--- SET TASK ---
Copy the data below word for word, keeping every line as it is.

--- DATA PROVIDED ---
+++

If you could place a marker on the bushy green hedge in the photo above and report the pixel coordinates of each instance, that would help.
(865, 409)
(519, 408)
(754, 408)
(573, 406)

+++

--- THE OUTPUT ---
If you could place a marker on the bushy green hedge in the photo above and report the pixel coordinates of each instance, that would help.
(865, 409)
(519, 408)
(754, 408)
(573, 406)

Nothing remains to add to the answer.